-- STUDY MATERIAL follows --

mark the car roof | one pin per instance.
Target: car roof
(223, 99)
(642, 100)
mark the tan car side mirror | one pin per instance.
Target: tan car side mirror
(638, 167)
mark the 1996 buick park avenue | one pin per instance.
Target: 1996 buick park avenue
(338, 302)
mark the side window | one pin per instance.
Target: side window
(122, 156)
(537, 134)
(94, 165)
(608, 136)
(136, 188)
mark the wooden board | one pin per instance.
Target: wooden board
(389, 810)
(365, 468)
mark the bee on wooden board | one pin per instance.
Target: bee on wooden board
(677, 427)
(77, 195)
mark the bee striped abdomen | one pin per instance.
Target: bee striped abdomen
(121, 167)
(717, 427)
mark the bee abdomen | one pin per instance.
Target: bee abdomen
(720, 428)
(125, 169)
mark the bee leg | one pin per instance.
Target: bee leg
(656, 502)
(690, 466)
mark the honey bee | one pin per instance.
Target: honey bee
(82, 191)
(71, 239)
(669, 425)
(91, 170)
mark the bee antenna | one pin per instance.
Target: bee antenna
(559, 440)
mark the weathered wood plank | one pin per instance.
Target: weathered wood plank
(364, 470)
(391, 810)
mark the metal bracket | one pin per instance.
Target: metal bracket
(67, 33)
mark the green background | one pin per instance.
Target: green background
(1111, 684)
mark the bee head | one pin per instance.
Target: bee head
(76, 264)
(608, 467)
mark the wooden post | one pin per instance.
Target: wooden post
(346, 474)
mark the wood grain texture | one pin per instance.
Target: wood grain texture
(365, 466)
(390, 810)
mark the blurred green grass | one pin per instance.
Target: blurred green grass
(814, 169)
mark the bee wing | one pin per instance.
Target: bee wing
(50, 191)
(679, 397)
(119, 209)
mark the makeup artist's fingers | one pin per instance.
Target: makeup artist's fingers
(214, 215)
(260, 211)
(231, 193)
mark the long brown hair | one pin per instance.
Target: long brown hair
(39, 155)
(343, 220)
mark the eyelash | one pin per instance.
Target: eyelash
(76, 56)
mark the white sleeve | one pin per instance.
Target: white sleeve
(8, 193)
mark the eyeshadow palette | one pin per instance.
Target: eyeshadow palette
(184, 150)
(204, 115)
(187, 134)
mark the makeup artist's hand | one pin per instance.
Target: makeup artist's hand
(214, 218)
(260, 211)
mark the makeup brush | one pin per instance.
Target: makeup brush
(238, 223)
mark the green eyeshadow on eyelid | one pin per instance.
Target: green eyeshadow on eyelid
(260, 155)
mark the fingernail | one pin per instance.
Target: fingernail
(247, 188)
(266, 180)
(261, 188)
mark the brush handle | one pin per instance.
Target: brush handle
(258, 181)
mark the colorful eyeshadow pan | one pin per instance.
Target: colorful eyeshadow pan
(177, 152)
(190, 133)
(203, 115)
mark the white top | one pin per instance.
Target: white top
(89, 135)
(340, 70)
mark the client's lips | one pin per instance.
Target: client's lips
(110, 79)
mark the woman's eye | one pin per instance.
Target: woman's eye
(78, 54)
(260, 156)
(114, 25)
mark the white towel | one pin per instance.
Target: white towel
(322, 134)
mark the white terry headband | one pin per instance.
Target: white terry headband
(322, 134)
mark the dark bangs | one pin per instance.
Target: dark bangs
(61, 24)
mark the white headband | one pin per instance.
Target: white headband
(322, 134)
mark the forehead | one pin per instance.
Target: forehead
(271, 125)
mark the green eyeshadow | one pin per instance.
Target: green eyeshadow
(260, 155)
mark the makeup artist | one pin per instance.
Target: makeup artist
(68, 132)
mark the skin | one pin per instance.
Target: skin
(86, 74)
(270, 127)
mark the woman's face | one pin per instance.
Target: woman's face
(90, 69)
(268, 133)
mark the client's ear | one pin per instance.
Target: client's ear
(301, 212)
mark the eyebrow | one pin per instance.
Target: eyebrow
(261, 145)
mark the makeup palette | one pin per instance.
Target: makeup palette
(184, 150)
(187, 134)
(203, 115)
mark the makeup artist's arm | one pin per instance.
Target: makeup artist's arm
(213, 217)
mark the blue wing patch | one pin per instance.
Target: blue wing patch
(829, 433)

-- STUDY MATERIAL concluded --

▸ WORK TO BE COMPLETED: Please, from the entries above, set down exactly the lines from the one containing "Target: dark bangs" through the one containing "mark the green eyeshadow |", and only those.

▸ RESPONSE FOR THIS EXERCISE:
Target: dark bangs
(61, 24)
mark the white headband | one pin per instance.
Target: white headband
(322, 134)
mark the forehead | one pin per instance.
Target: forehead
(271, 125)
mark the green eyeshadow | one pin per instance.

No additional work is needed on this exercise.